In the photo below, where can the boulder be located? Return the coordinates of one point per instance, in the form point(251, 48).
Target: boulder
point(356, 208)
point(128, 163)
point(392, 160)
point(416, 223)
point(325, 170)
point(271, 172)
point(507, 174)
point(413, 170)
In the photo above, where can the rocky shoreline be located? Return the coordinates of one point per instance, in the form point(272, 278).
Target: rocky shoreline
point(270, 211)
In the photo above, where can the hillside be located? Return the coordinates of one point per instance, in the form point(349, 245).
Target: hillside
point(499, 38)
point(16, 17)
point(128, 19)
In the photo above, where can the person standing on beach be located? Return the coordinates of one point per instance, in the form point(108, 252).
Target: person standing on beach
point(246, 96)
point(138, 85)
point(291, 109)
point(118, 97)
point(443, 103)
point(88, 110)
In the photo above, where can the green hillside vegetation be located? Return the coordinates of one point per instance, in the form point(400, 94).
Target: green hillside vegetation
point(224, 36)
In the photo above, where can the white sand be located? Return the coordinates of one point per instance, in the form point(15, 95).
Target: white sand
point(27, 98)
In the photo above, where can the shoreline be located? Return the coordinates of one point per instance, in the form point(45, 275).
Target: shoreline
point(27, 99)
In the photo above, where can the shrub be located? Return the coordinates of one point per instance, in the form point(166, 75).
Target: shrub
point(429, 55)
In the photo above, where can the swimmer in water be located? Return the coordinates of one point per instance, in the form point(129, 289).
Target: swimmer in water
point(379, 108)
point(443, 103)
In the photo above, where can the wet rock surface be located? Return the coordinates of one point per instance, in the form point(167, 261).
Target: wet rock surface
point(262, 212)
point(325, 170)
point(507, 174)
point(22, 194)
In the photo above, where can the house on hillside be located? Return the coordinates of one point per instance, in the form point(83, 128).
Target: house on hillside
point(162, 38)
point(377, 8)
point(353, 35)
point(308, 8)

▸ The problem
Copy, from the data above, every line where the word "Return" appears.

▸ Output of the task
In the photo below, where can the boulder be located? Return the coordinates of one point per instance, in the form point(251, 48).
In the photo above, where can the rocky shoreline be located? Return the coordinates of one point per instance, in the form point(272, 278).
In the photo above, where can the hillside be located? Return the coordinates of one point per instance, in the form point(349, 245).
In the photo above, where can the person standing on beach be located? Return the coordinates of one point per instance, in the form point(108, 252).
In the photo above, where can the green hillside vegetation be located? Return the coordinates of one point per instance, in the form point(400, 94).
In the photo above, where can the white sand be located? Return the coordinates of one point per instance, in the form point(15, 95).
In the photo above, where can the shoreline be located? Return the coordinates of one point per instance, in the form point(45, 275).
In the photo above, where can the shrub be located? Return the coordinates of one point per instance, in the form point(166, 75).
In the photo above, where can the swimmer in water be located? Return the coordinates of one point per instance, in the form point(129, 289).
In the photo above, where can the wet rock surface be located? Return the coordinates of one point per instance, in the form point(167, 261).
In the photo above, where can the house on hillside be located? Return the coordinates of one point per instance, in the form point(83, 128).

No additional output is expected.